EXCERPTED PASSAGE:

------------------------------------------------

What do Alan’s predictions mean to American families? First, we have considered real estate a primary driver of wealth. In the past, we have experienced rising real estate values and declining interest rates allowing us to “strap” ourselves with real estate purchases secure in the knowledge that rising prices and low interest would be on our side. Clearly that no longer works despite the low interest rates. Because of the credit climate and the large inventory of unsold houses, Alan believes values will not return to 2008 levels (1.5 years after the decline began here in Florida) until 2017.

Alan predicts interest rates will rise over the next 7 to 10 years. This means those of us who own mortgaged property should refinance if necessary to secure fixed rate loans. Families that do not own homes may want to consider buying modest properties where the monthly cost will be affordable while prices are low and interest is low. Buy at fixed rates of interest. Improve the property and plan to own for a long period of time. Most mortgages are now owned by Fannie Mae or Freddie Mac. There are currently some fixed rate federal refinance programs available on first mortgages owned by these agencies.

------------------------------------------------

EXTRACTED ENTRIES:
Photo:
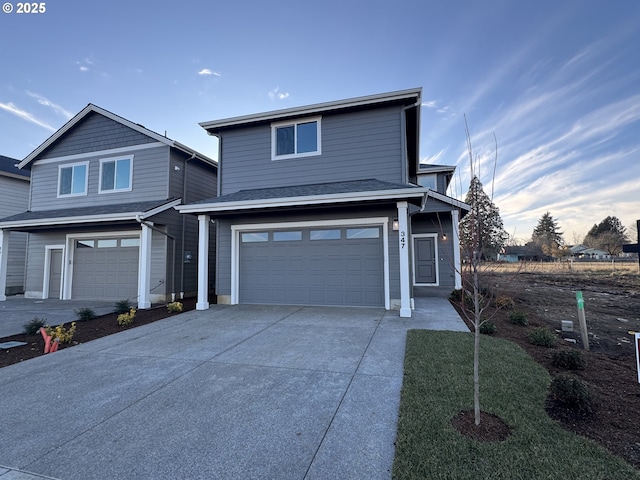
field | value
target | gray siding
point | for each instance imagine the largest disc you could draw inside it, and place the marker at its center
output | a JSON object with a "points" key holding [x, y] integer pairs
{"points": [[14, 198], [223, 250], [95, 132], [355, 146], [149, 181]]}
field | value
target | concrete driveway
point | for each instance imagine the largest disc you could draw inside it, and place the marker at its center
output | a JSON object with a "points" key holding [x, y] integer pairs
{"points": [[232, 392]]}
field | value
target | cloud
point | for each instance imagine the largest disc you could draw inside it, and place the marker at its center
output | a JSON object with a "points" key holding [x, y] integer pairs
{"points": [[11, 108], [276, 94], [208, 71], [47, 103]]}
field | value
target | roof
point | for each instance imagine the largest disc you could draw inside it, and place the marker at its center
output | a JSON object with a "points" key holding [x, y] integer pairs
{"points": [[402, 97], [116, 118], [94, 214], [311, 194], [9, 168]]}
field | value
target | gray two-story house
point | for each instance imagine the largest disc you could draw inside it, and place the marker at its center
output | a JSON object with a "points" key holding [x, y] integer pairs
{"points": [[14, 198], [324, 205], [100, 214]]}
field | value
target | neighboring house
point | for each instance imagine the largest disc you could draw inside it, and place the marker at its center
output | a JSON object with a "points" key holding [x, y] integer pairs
{"points": [[322, 205], [14, 198], [100, 218]]}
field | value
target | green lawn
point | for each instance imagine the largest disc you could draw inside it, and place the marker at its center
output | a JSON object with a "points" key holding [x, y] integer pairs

------------------------------------------------

TASKS TO CARRY OUT:
1) Reproduce the passage on Alan's real estate predictions from "Alan predicts interest" to "by these agencies.".
2) In the passage on Alan's real estate predictions, over what period does Alan expect interest rates to rise?
3) Summarize the passage on Alan's real estate predictions in two sentences.

ANSWERS BY TASK:
1)
Alan predicts interest rates will rise over the next 7 to 10 years. This means those of us who own mortgaged property should refinance if necessary to secure fixed rate loans. Families that do not own homes may want to consider buying modest properties where the monthly cost will be affordable while prices are low and interest is low. Buy at fixed rates of interest. Improve the property and plan to own for a long period of time. Most mortgages are now owned by Fannie Mae or Freddie Mac. There are currently some fixed rate federal refinance programs available on first mortgages owned by these agencies.

2) Over the next 7 to 10 years.

3) Real estate can no longer be counted on as a driver of wealth, and because of the credit climate and the large inventory of unsold houses, Alan believes values will not return to 2008 levels until 2017. Since he predicts interest rates will rise over the next 7 to 10 years, owners should refinance into fixed rate loans if necessary, and families without homes may want to buy modest, affordable properties at fixed rates while prices and interest are low.